═══ EXCERTO DO TEXTO
Não há nenhum bom político que não tenha um bom inimigo. Quando um dia corre mal, quando uma medida corre muito mal ou quando uma entrevista corre terrivelmente mal, convém ter alguém que se possa culpar de forma imediata, eficaz e indolor. No pouco imaginativo caso de António Costa, o inimigo escolhido são os “comentadores políticos”. Segundo ele e os seus conselheiros, os “comentadores políticos” são uma espécie exótica que habita na etérea “bolha mediática”, mergulhados num desprezível privilégio e desatentos da realidade do bom “povo”. Não sabem o que verdadeiramente preocupa os eleitores e, como consequência, não devem ser ouvidos pelos eleitores.
══════
═══ INFORMAÇÃO FORNECIDA
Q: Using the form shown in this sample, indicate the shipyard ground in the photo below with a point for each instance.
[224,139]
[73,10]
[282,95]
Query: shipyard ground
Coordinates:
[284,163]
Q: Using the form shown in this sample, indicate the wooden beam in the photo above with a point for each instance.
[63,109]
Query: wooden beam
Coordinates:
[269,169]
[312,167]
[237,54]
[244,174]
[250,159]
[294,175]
══════
→ **CONJUNTO DE TAREFAS**:
- A) Por favor, reproduza o excerto sobre António Costa e os comentadores políticos de "Não há nenhum" a "ouvidos pelos eleitores.".
- B) Responda às perguntas seguintes com base no excerto sobre António Costa e os comentadores políticos.
(i) Que inimigo escolheu António Costa?
(ii) Segundo ele e os seus conselheiros, onde habitam os comentadores políticos?
(iii) Por não saberem o que preocupa os eleitores, o que não devem os comentadores políticos ser, segundo essa visão?

→ **SOLUÇÕES DOS PROBLEMAS**:
- A)
Não há nenhum bom político que não tenha um bom inimigo. Quando um dia corre mal, quando uma medida corre muito mal ou quando uma entrevista corre terrivelmente mal, convém ter alguém que se possa culpar de forma imediata, eficaz e indolor. No pouco imaginativo caso de António Costa, o inimigo escolhido são os “comentadores políticos”. Segundo ele e os seus conselheiros, os “comentadores políticos” são uma espécie exótica que habita na etérea “bolha mediática”, mergulhados num desprezível privilégio e desatentos da realidade do bom “povo”. Não sabem o que verdadeiramente preocupa os eleitores e, como consequência, não devem ser ouvidos pelos eleitores.

- B)
(i) Os "comentadores políticos".
(ii) Na etérea "bolha mediática".
(iii) Não devem ser ouvidos pelos eleitores.